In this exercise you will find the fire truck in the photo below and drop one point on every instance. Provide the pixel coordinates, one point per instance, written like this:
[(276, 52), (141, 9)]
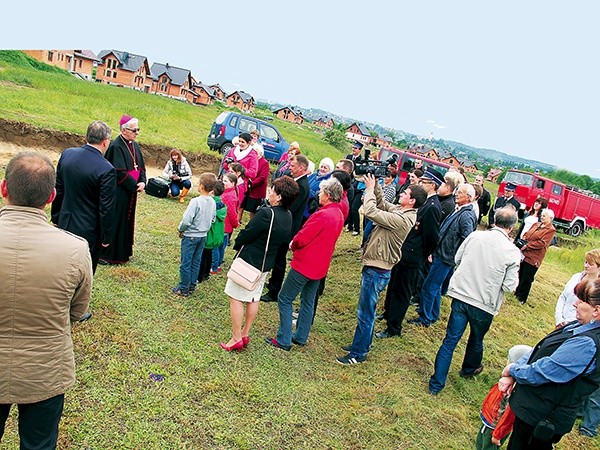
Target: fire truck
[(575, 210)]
........
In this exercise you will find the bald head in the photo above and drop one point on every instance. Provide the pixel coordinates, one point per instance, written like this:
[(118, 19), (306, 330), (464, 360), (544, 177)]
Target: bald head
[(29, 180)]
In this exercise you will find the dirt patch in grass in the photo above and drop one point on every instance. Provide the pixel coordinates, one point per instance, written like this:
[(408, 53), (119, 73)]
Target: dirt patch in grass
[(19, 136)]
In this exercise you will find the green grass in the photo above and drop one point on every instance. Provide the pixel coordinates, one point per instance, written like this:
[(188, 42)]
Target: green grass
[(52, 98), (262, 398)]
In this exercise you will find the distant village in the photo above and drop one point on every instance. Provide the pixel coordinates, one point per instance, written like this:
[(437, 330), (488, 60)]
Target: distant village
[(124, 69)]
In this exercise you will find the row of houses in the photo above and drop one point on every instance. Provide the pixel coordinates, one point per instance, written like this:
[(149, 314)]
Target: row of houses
........
**Problem statement:**
Please give back exactly the lines of the listing above that run from the one containing "[(408, 53), (119, 73)]" through the one containing "Target: row of houses", and only those.

**Exercise output:**
[(408, 53), (119, 73)]
Target: dirt patch in grass
[(19, 136)]
In this exercise you will find the green grass in the photo above and drop one point on every instance. Provide the pixel coordinates, one point per instance, written like this:
[(188, 42)]
Target: green grass
[(52, 98), (262, 398)]
In this exercise you will find the distant village in the photo above and drop one point on every instance. Provide the pixel coordinates, one point per instance, written like this:
[(437, 330), (488, 60)]
Target: distant village
[(124, 69)]
In this exercise you will find the row of houses in the photo above and drop one point on every instance. Provide the pixel coordinates, one point per instance, written like this:
[(149, 314)]
Target: row of houses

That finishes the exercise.